Without including any image, retype the records word for word.

EXTRACTED INFORMATION:
+--

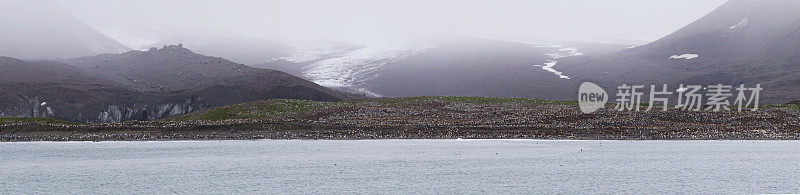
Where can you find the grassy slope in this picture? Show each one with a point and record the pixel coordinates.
(14, 120)
(284, 108)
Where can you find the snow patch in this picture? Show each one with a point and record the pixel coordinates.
(351, 70)
(559, 52)
(740, 25)
(684, 56)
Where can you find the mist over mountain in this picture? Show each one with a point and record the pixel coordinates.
(141, 85)
(41, 29)
(741, 42)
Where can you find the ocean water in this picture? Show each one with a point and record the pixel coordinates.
(400, 166)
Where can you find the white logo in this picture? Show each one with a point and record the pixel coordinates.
(591, 97)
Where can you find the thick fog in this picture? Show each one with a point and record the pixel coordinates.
(138, 22)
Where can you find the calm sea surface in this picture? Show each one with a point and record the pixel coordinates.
(400, 166)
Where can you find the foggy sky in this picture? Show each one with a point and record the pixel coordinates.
(138, 22)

+--

YOUR RESPONSE:
Where can you find the grassy slope in this picture? Show each one with a point and record the pixel coordinates.
(14, 120)
(284, 108)
Where can you find the snow patch in this picture? Show each one with a point and record the pixel coordinates.
(351, 70)
(559, 52)
(740, 25)
(684, 56)
Where can you find the mist over mountain in this picture? Show each one with a point and record the pixel coordinates.
(141, 85)
(41, 29)
(741, 42)
Where can you find the ocean water in this picture? Show each one with a point and record the pixel coordinates.
(400, 166)
Where can you find the white logo in this picture? Show each one with a point and record the pixel coordinates.
(591, 97)
Where can you find the thick fog in this picture? Show each one with a point and record the pixel coordinates.
(138, 22)
Where can you find the calm sea surface in this picture? Show each one with a point and record the pixel coordinates.
(400, 166)
Where can you find the foggy sky in this picture? Show each one with a point and record the pixel coordinates.
(138, 22)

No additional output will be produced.